**Exercise directions**. Render every line of the records below as a Markdown table with the columns Row and Text, numbering the rows and skipping blank lines. Leave the pictures out.

**Exercise inputs**.
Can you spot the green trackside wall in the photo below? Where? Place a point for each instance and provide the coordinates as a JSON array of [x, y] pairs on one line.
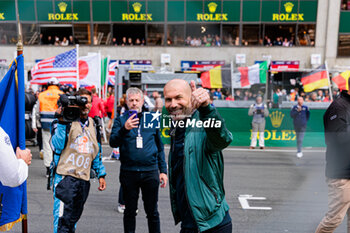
[[279, 130]]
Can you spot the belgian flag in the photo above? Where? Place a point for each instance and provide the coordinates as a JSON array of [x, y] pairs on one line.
[[316, 79], [342, 80], [218, 77]]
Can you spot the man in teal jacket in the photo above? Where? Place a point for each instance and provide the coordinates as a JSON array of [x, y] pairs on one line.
[[196, 166]]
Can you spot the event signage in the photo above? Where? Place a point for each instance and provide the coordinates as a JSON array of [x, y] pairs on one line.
[[285, 65], [62, 6], [288, 16], [212, 16], [136, 16], [136, 64], [200, 65]]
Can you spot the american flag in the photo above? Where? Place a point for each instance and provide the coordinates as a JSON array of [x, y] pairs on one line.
[[111, 73], [62, 66]]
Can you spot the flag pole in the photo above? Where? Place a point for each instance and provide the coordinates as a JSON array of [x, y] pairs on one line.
[[329, 82], [77, 47], [232, 88], [20, 52]]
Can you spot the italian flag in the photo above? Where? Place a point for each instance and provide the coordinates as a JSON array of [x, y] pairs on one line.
[[316, 79], [252, 74]]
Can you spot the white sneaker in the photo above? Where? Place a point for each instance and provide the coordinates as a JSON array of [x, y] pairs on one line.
[[121, 209]]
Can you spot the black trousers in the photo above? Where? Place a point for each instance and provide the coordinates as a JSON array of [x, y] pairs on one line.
[[227, 228], [148, 182], [74, 198]]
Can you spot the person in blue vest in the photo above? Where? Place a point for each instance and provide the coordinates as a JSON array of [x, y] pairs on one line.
[[300, 114]]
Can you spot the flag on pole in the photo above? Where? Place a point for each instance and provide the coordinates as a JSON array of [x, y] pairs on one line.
[[104, 70], [12, 121], [89, 70], [218, 77], [316, 79], [62, 66], [111, 73], [342, 80]]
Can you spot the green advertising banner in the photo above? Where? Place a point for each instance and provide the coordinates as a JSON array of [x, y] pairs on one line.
[[176, 11], [7, 10], [212, 11], [279, 130], [26, 10], [289, 11], [100, 11]]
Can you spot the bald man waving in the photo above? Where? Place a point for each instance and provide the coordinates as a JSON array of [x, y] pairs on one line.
[[198, 135]]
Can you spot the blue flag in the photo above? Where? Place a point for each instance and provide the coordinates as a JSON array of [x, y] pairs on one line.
[[12, 121]]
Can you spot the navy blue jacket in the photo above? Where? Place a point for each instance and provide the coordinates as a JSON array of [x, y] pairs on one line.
[[150, 157], [300, 118]]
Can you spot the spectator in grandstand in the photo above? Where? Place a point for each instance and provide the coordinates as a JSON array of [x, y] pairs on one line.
[[71, 40], [320, 96], [285, 42], [300, 114], [114, 41], [130, 43], [64, 42], [259, 111], [124, 42], [218, 94], [230, 98]]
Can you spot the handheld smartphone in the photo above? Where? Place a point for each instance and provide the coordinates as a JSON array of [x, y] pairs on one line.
[[132, 112]]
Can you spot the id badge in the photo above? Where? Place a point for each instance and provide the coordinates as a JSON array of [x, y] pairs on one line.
[[139, 142]]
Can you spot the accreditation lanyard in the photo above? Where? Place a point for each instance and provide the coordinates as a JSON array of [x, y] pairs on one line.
[[139, 140]]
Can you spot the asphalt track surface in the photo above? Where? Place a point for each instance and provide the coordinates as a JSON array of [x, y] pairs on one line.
[[294, 189]]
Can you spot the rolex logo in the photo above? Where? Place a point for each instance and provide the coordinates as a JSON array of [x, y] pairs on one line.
[[137, 7], [276, 119], [288, 7], [212, 7], [62, 6]]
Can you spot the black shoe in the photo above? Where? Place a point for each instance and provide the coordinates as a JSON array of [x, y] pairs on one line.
[[47, 172]]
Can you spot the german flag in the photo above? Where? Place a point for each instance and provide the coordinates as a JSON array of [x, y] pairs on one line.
[[342, 80], [316, 79], [218, 77]]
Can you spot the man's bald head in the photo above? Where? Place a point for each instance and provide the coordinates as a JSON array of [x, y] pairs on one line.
[[177, 95]]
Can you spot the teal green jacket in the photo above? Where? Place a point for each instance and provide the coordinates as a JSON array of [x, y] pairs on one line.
[[203, 171]]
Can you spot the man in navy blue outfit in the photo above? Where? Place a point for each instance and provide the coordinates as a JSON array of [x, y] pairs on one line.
[[300, 114], [142, 161]]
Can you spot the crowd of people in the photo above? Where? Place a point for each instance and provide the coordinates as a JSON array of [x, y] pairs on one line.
[[206, 41], [58, 41]]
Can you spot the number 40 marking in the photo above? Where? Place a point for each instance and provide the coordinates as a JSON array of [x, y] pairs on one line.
[[243, 199]]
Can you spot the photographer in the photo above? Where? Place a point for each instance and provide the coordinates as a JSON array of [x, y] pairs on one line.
[[259, 111], [76, 143]]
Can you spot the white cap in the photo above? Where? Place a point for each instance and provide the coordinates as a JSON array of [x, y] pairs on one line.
[[53, 81]]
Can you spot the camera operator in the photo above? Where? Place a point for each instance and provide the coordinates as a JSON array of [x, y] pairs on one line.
[[76, 143], [259, 111], [48, 106]]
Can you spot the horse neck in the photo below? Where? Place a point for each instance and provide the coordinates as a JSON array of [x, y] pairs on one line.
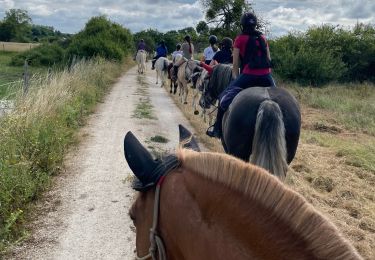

**Solution for this task**.
| Row | Text |
|---|---|
| 1 | Can you spot the green trackside wall in the photo below? Where? Place a point for each instance and provide the coordinates as a JSON array of [x, y] pairs on one line. |
| 2 | [[279, 130]] |
| 3 | Can you spot the belgian flag in the photo above? Where? Place a point for each instance and provide the coordinates as a JSON array of [x, y] pairs on one line. |
| 4 | [[316, 79], [342, 80], [218, 77]] |
| 5 | Can you spot the man in teal jacket in the photo above? Where? Place a point for each instance and provide the coordinates as a JSON array of [x, y] pairs on one line. |
| 6 | [[196, 166]] |
| 7 | Can you spot the event signage in the photo above? Where? Place a point for each instance and provide the coordinates as a JSON array of [x, y] pairs on one line. |
| 8 | [[285, 65], [62, 6], [288, 16], [212, 16], [136, 16], [136, 64], [200, 65]] |
| 9 | Can you spot the american flag in the photo above? Where? Place a point for each instance and provide the coordinates as a JSON array of [x, y] pairs on one line. |
| 10 | [[111, 73], [62, 66]] |
| 11 | Can you spot the flag pole in the photo above? Where? Place a point for each instance and provide the coordinates as a JSON array of [x, y] pairs on one line. |
| 12 | [[329, 82], [77, 47], [232, 88], [20, 52]] |
| 13 | Can you spot the italian flag in the photo above? Where? Place a point for each instance and provide the coordinates as a JSON array of [x, y] pairs on one line. |
| 14 | [[316, 79], [252, 74]] |
| 15 | Can you spot the white sneaker in the photo above? Where? Place a point for each instance and provide the coordinates as a JSON array of [x, y] pairs on one line. |
| 16 | [[121, 209]] |
| 17 | Can you spot the black trousers in the photo above? Where? Place a point for each instance and provide the coordinates as a JSON array of [x, y] pairs on one line. |
| 18 | [[227, 228], [148, 182], [74, 198]] |
| 19 | Can you spot the person in blue vest in the photo above? Where? Place a point for each instance and provide the coordinates as a JSON array of [x, y] pairs on one line. |
| 20 | [[300, 114]] |
| 21 | Can you spot the flag on pole in the photo above? Where? Place a point for each instance and provide the coordinates as a JSON array of [x, y] pairs on one line. |
| 22 | [[104, 70], [12, 121], [89, 70], [218, 77], [316, 79], [62, 66], [111, 73], [342, 80]] |
| 23 | Can you spot the green advertising banner in the photo above? Where? Place a point for each instance and provide the coordinates as a JSON array of [x, y] pairs on one line. |
| 24 | [[176, 11], [7, 10], [212, 11], [279, 130], [26, 10], [289, 11], [100, 11]] |
| 25 | Can you spot the bald man waving in the photo above? Where? Place a point for each instance and provide the coordinates as a JSON array of [x, y] pairs on one line. |
| 26 | [[198, 135]] |
| 27 | Can you spot the blue flag in the photo above? Where? Place a point for each instance and provide the coordinates as a JSON array of [x, y] pairs on one line. |
| 28 | [[12, 121]] |
| 29 | Can you spot the navy blue jacket in the photo above? Where? Place a point for each instance and provide the coordinates as a JSON array of [x, y] pairs on one line. |
| 30 | [[150, 157], [300, 118]] |
| 31 | Can you spot the spectator in grandstand in the photo above? Where? Place a point for each instance and provide the coordinates as a JSON array of [x, y] pairs on one line. |
| 32 | [[71, 40], [320, 96], [285, 42], [300, 114], [114, 41], [130, 43], [64, 42], [259, 111], [124, 42], [218, 94], [230, 98]] |
| 33 | Can you spot the handheld smartphone in the photo above? Where? Place a point for each instance and provide the coordinates as a JSON array of [x, y] pairs on one line. |
| 34 | [[132, 112]] |
| 35 | Can you spot the id badge in the photo above? Where? Place a point for each instance and provide the coordinates as a JSON array of [x, y] pairs on one line. |
| 36 | [[139, 142]] |
| 37 | Can you spot the accreditation lanyard in the photo above? Where? Place a point for each instance and provide the coordinates as a JSON array of [x, y] pairs on one line. |
| 38 | [[139, 140]] |
| 39 | Can you spot the asphalt track surface in the photo above? Where? Place a point for each instance and provide the coordinates as a JSON array of [x, y] pairs on one line. |
| 40 | [[294, 189]] |
| 41 | Can you spot the rolex logo in the photo above? Where? Place a point for each instance and provide the coordinates as a JSON array of [x, y] pairs on one line. |
| 42 | [[137, 7], [276, 119], [288, 7], [212, 7], [62, 6]] |
| 43 | Can you spot the black shoe in the photo above? Where? Place a point for each instance and provide the coordinates as a JSON array of [x, y] pairs on one line. |
| 44 | [[47, 172]] |
| 45 | Can you spot the german flag in the photo above? Where? Place a point for each instance and provide the coordinates as a JSON array of [x, y] pairs on one line. |
| 46 | [[342, 80], [316, 79], [218, 77]] |
| 47 | Can you spot the man's bald head in the photo above? Where? Place a point for each instance and provide the coordinates as a JSON array of [x, y] pairs on one line. |
| 48 | [[177, 95]] |
| 49 | Can you spot the teal green jacket in the photo above? Where? Place a point for each instance and provide the coordinates as a JSON array of [x, y] pairs on one line. |
| 50 | [[203, 171]] |
| 51 | Can you spot the man in navy blue outfit in the photo above? Where? Place a point for each instance and provide the coordinates as a JSON array of [x, y] pairs on one line. |
| 52 | [[300, 114], [142, 161]] |
| 53 | Can you spot the crowd of people in the photo above? Where? Place a point for each instance and provide the coordinates as a JSON array of [x, y] pairs on one line. |
| 54 | [[206, 41], [58, 41]] |
| 55 | Can you spot the number 40 marking in the photo above? Where? Place a point for each instance and provide the coordinates as a JSON array of [x, y] pairs on one line. |
| 56 | [[243, 199]] |
| 57 | Can you spot the photographer in the photo above? Where? Place a point for each instance and provide the coordinates as a JSON array of [x, y] pairs on one line. |
| 58 | [[259, 111], [76, 143]] |
| 59 | Can you spot the white cap in the photo above? Where? Place a point for each instance and provide the coordinates as a JSON array of [x, y] pairs on one line. |
| 60 | [[53, 81]] |
| 61 | Can you spot the camera operator in the photo above? Where? Place a point for each instance and provide the coordinates as a JSON array of [x, y] pairs on one line. |
| 62 | [[76, 143], [259, 111], [48, 106]] |
| 63 | Can you spot the horse neck in the photo below? Where? Place a point for each instance and provide the coordinates as a JSON array of [x, y] pairs on one line. |